## TASK PROMPT
Using the entries that follow, please report how many lines contain the word "standing", with no other words.

## INPUT
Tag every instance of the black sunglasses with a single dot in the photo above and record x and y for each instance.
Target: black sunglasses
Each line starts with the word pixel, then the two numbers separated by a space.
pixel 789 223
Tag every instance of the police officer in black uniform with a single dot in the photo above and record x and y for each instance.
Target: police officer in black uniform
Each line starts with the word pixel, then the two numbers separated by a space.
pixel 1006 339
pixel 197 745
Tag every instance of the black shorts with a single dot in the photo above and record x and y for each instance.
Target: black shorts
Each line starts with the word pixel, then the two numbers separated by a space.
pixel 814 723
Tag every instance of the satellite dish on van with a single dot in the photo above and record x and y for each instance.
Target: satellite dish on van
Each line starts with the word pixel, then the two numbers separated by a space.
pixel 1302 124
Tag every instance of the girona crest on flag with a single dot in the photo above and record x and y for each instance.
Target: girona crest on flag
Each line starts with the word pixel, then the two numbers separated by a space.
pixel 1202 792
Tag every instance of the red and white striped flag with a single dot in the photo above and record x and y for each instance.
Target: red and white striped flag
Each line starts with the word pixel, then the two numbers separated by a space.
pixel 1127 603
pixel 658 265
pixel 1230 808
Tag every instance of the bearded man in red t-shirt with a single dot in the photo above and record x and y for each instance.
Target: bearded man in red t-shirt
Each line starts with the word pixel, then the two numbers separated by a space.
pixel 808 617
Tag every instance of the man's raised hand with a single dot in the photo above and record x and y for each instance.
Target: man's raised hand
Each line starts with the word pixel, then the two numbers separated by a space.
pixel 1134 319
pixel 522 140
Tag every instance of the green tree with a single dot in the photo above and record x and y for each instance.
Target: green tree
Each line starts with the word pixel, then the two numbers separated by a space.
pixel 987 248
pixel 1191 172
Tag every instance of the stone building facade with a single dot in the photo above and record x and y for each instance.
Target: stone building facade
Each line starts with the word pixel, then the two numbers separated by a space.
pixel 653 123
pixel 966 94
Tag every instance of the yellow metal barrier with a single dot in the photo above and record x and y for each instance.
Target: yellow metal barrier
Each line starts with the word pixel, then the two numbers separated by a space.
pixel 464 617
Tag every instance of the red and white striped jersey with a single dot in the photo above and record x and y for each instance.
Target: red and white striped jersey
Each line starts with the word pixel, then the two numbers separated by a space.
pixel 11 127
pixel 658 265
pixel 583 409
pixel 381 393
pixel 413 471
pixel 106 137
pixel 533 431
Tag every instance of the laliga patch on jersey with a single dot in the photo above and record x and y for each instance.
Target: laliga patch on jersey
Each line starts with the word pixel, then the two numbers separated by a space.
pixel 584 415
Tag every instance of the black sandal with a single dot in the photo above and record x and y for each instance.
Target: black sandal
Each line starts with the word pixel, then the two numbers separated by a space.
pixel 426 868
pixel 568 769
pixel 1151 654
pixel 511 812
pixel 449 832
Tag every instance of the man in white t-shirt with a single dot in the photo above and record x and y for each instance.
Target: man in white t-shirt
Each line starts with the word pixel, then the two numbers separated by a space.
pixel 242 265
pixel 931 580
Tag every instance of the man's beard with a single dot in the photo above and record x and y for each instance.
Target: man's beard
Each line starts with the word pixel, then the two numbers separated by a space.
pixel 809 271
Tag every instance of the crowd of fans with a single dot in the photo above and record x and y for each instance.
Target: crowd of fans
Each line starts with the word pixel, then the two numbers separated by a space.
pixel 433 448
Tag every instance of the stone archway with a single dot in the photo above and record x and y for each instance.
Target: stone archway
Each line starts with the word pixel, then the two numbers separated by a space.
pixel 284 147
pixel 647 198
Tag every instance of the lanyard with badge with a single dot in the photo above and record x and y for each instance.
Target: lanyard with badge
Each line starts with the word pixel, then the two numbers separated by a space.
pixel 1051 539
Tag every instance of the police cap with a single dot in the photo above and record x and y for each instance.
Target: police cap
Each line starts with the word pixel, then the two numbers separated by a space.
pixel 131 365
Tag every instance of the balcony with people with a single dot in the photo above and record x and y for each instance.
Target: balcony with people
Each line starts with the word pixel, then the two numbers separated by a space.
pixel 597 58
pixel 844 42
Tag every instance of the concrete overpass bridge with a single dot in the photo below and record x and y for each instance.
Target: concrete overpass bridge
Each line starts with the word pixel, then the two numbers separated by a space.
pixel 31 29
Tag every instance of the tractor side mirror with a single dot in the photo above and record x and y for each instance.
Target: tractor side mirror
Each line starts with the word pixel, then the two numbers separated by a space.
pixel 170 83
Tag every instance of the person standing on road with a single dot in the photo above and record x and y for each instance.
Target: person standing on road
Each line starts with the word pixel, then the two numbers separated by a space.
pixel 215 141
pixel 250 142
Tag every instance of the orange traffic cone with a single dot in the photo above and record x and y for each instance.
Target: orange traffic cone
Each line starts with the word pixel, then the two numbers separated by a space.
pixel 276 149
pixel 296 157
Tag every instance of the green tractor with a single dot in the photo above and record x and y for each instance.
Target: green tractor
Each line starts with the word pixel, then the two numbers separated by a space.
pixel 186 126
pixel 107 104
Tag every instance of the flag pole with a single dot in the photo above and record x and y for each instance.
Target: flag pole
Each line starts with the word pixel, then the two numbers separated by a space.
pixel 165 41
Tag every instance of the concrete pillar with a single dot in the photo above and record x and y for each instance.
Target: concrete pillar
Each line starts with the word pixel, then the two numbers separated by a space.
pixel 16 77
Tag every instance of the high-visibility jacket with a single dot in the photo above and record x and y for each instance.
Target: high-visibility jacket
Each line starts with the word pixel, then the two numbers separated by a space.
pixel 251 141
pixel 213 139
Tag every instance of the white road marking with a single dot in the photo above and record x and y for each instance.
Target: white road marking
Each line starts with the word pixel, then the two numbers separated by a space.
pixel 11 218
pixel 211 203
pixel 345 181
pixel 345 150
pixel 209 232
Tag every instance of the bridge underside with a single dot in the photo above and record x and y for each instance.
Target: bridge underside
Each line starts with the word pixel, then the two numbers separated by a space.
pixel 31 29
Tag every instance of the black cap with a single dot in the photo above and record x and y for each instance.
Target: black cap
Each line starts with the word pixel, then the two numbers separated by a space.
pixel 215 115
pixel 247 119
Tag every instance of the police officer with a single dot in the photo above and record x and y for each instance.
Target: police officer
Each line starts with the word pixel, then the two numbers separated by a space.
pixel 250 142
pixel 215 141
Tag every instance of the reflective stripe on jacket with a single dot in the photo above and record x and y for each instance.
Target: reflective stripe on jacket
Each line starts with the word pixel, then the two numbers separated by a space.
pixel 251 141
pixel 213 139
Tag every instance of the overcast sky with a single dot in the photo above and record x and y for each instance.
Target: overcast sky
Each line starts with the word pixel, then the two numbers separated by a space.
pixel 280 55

## RESPONSE TO THE TASK
2